• What the exercise asks: Look through the listing below and write out exactly the lines from the line with "[spot] the dark window" to the line with "[spot] the balcony", both included, and no others.

═══ Entries supplied

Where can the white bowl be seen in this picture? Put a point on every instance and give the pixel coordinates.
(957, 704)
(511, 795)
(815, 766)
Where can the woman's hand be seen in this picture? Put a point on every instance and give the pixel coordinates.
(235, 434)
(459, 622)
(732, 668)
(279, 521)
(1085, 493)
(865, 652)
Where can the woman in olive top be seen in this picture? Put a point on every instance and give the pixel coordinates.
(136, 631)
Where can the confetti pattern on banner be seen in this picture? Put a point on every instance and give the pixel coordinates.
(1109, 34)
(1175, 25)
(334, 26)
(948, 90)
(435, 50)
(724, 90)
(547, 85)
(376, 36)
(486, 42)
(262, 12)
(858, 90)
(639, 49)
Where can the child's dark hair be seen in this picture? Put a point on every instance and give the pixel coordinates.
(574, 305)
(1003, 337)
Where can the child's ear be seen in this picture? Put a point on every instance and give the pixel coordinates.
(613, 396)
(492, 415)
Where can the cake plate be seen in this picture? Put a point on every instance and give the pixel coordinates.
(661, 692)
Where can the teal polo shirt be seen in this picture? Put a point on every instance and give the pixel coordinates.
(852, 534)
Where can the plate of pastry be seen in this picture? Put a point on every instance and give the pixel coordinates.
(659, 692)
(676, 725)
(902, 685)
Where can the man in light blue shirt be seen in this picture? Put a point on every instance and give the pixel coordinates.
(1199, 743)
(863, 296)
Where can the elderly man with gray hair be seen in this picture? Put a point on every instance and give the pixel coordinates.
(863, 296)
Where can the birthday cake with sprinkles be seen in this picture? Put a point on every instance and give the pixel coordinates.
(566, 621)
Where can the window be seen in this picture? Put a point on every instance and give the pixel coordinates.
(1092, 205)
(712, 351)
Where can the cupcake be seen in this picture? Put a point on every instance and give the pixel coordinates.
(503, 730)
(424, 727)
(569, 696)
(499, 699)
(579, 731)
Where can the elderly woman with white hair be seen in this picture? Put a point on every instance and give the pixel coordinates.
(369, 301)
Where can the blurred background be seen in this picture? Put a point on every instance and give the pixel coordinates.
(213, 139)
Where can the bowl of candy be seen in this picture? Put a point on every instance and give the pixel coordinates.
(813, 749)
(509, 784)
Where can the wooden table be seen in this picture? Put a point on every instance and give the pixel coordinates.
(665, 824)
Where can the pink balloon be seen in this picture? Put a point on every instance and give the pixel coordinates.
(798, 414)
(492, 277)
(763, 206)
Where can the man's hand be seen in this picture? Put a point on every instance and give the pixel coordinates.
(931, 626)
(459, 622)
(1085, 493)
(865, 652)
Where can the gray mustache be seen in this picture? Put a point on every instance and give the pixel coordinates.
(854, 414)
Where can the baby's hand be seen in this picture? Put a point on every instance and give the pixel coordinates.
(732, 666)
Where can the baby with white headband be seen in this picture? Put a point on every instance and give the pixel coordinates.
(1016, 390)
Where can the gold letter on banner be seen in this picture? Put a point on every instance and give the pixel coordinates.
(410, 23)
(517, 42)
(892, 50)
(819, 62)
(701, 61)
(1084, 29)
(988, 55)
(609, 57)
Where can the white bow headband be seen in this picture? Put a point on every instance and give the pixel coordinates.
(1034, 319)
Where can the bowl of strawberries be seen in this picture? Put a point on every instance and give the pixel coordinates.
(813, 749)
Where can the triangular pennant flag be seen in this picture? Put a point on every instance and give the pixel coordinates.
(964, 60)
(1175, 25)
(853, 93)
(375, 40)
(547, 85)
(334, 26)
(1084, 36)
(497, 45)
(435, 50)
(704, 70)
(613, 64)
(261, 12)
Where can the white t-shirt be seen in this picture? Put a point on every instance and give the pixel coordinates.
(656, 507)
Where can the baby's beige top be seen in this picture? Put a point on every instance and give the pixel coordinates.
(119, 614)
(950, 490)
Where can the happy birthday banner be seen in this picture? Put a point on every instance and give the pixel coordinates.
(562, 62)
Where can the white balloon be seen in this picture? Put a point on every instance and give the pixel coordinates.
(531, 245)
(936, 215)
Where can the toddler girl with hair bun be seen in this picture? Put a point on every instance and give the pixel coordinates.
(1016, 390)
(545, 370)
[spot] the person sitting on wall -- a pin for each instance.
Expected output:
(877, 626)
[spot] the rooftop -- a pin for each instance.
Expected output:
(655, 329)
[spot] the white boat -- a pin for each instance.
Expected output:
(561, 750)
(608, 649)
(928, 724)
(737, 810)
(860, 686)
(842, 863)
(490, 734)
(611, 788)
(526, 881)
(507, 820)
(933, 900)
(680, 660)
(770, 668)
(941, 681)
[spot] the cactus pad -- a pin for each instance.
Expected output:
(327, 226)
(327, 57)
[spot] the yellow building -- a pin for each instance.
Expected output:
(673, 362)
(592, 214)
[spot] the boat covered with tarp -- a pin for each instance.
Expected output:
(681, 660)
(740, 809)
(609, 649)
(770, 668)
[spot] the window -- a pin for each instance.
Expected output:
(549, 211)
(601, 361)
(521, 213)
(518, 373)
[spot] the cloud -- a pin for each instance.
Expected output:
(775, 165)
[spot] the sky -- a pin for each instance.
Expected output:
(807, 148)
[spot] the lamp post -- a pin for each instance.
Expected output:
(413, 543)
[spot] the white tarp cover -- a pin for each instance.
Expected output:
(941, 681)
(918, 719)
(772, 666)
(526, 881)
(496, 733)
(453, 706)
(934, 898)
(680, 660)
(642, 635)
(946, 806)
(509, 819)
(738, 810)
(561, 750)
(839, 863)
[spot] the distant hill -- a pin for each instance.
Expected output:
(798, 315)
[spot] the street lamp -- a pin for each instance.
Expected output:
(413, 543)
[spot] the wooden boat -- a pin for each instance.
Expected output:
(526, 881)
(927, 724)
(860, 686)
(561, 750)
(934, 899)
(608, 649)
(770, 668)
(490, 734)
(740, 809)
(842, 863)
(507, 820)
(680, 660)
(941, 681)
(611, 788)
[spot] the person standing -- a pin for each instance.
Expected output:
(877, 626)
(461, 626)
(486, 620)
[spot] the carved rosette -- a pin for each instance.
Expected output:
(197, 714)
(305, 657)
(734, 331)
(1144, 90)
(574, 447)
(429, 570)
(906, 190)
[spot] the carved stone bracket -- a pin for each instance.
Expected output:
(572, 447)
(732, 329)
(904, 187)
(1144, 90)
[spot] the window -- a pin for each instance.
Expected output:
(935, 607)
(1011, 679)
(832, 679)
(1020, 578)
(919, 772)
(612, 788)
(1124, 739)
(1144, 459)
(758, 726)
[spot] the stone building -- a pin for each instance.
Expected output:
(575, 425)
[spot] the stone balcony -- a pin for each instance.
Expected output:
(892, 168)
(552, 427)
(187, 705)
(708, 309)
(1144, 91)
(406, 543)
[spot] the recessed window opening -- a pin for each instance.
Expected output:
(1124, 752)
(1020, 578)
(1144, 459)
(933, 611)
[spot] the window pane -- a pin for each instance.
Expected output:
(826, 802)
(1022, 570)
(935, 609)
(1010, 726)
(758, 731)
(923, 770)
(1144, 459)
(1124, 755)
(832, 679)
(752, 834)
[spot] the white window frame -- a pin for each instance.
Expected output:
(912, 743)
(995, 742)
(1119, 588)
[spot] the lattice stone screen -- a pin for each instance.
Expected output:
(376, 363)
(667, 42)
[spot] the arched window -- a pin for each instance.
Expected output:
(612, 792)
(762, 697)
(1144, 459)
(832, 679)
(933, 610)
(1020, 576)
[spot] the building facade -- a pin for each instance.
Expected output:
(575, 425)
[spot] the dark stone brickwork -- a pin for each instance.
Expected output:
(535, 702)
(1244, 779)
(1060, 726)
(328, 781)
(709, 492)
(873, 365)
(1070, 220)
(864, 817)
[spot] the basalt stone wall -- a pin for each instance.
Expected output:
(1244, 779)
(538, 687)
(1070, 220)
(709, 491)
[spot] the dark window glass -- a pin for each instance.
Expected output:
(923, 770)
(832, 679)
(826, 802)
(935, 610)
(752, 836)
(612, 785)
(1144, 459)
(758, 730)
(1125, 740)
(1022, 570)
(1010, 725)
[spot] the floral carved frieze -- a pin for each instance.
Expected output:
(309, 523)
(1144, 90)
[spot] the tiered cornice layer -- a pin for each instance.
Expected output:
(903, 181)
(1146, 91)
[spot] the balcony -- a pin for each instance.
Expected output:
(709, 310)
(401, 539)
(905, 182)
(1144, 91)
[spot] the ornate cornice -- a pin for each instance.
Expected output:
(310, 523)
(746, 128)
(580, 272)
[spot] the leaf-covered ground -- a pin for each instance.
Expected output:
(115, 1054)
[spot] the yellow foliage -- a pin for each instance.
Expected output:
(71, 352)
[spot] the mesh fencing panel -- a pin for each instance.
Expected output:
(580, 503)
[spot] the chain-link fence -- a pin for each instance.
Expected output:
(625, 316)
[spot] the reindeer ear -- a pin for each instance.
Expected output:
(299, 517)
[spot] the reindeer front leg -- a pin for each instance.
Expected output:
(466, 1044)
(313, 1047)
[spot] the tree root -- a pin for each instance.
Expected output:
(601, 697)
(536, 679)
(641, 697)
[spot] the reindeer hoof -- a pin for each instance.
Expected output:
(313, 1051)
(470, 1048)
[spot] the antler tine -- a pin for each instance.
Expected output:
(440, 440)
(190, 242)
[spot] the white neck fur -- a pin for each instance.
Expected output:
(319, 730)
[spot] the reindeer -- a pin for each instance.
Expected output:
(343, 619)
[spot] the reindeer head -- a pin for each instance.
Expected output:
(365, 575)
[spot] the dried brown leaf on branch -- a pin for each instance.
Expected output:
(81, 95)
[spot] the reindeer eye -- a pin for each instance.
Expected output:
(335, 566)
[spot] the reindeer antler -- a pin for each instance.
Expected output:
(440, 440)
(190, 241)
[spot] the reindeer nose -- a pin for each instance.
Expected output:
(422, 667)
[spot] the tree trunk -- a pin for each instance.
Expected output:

══════

• Final answer:
[spot] the dark window glass -- a pin for each instance.
Expected output:
(923, 770)
(832, 679)
(826, 802)
(935, 610)
(752, 836)
(612, 785)
(1144, 459)
(758, 730)
(1125, 740)
(1022, 570)
(1010, 725)
[spot] the floral carved frieze -- a pin for each instance.
Expected output:
(309, 523)
(1144, 90)
[spot] the tiered cornice layer -- a pin for each instance.
Expected output:
(903, 181)
(1146, 91)
[spot] the balcony -- a pin for each instance.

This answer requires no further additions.